Material provided >>

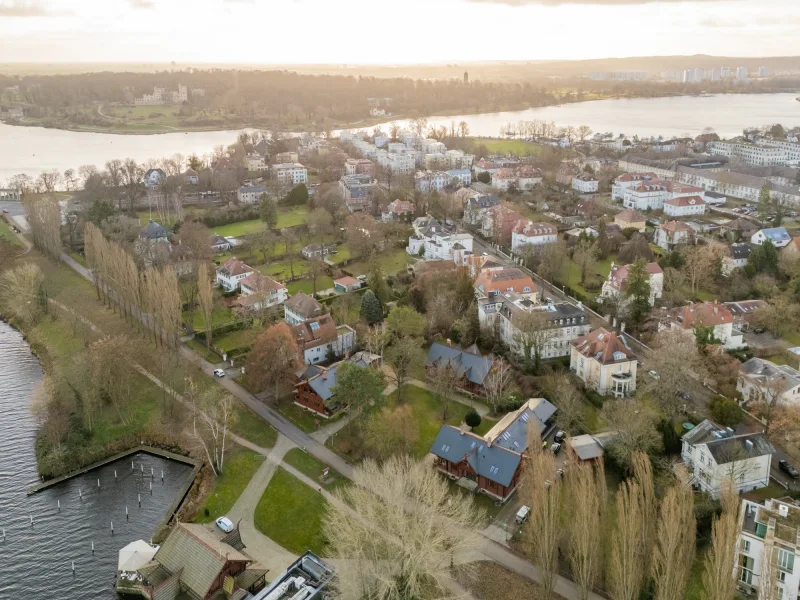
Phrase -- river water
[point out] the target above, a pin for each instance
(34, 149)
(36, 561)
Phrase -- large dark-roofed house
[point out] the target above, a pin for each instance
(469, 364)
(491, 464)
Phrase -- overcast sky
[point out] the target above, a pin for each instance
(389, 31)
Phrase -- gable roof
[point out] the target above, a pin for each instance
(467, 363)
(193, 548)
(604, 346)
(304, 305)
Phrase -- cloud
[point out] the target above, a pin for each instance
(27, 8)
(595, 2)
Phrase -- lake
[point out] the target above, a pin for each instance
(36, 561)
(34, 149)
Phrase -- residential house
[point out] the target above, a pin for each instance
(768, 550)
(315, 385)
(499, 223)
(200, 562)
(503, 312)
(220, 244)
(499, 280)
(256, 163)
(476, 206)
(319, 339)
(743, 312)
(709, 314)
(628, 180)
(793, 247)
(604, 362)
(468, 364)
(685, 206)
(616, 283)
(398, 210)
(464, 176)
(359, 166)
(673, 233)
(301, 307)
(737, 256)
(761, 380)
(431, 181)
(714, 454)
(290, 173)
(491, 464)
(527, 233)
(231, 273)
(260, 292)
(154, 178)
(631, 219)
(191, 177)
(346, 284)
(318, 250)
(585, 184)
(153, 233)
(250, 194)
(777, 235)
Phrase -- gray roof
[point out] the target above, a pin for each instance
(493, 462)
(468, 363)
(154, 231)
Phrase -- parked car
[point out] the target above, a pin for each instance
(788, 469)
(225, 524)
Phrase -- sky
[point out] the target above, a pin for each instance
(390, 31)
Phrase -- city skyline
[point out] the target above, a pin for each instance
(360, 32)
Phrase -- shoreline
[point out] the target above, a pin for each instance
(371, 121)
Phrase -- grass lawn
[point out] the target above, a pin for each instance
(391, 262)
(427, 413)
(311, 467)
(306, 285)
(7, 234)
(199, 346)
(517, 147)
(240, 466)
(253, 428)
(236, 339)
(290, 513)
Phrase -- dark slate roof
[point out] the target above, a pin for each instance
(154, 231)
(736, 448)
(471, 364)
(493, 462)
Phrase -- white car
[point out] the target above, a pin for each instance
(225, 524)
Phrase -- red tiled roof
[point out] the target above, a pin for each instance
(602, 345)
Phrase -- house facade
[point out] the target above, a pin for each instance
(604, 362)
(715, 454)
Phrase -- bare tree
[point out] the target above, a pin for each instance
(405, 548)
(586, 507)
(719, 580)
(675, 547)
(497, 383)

--

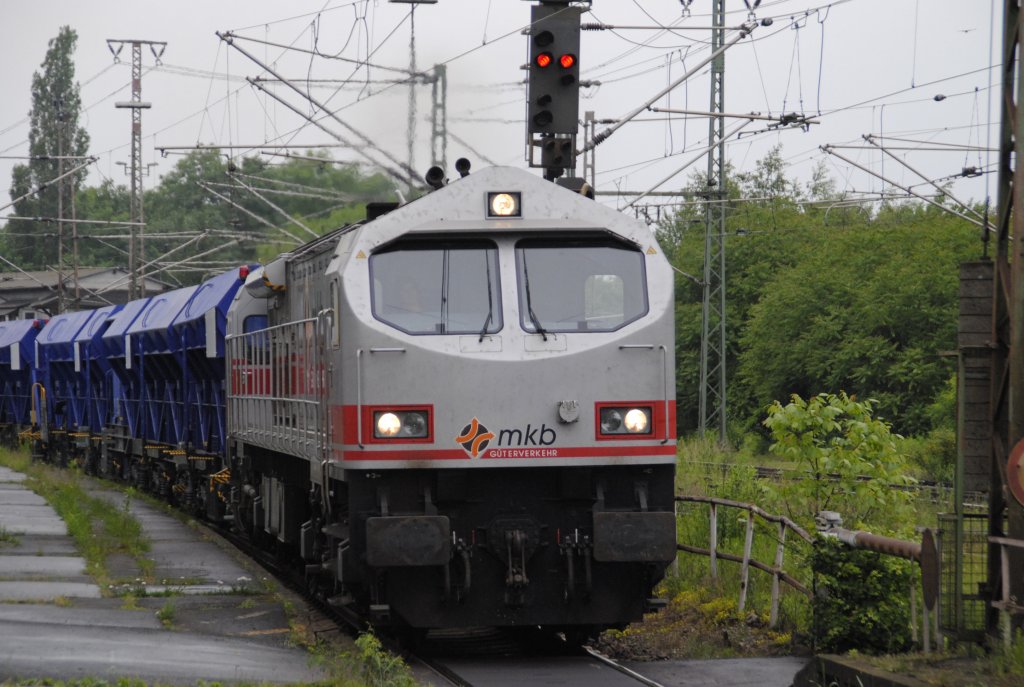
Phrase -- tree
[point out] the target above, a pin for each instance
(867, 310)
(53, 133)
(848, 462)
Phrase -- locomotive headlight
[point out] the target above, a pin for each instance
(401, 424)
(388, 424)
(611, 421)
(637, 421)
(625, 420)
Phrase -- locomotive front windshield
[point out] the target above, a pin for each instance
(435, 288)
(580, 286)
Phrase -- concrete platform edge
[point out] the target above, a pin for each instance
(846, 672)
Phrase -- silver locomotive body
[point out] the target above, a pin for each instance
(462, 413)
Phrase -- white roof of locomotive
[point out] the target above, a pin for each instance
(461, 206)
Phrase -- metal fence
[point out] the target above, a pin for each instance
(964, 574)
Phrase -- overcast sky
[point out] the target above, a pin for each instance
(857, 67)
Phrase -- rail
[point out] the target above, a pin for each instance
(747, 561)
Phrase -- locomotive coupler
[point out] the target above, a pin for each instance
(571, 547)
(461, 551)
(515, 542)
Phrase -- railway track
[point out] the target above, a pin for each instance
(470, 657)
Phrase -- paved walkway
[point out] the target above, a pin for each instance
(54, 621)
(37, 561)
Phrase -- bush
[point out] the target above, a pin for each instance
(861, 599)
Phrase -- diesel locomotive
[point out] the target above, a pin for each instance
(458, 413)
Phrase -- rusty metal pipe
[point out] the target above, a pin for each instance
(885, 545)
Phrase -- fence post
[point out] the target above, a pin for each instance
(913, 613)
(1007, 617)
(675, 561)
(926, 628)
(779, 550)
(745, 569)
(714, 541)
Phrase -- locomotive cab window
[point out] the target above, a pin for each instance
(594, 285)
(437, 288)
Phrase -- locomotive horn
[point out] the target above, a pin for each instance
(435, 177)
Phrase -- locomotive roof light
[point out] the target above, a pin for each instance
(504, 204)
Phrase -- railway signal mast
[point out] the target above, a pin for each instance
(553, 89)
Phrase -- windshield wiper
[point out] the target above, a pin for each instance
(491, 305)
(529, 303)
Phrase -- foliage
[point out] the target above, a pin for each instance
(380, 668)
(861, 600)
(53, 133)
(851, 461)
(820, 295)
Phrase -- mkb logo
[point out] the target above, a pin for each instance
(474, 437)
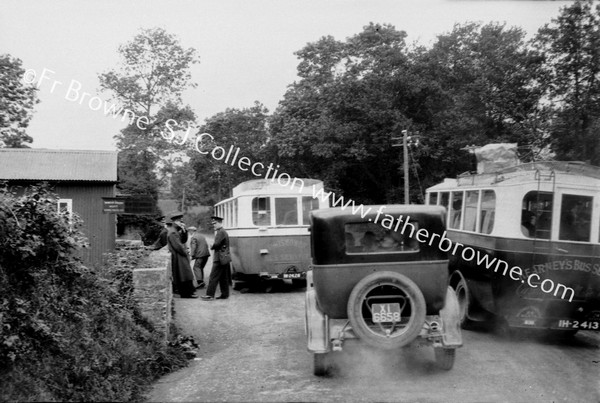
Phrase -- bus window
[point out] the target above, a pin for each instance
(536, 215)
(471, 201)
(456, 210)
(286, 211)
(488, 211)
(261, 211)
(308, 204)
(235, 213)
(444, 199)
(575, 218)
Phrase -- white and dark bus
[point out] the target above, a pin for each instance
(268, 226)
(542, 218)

Required work >> Copy all lines from the material that include "house".

Solution >>
Phrase -- large dark-roofed house
Phrase -- residential house
Phrase -- house facade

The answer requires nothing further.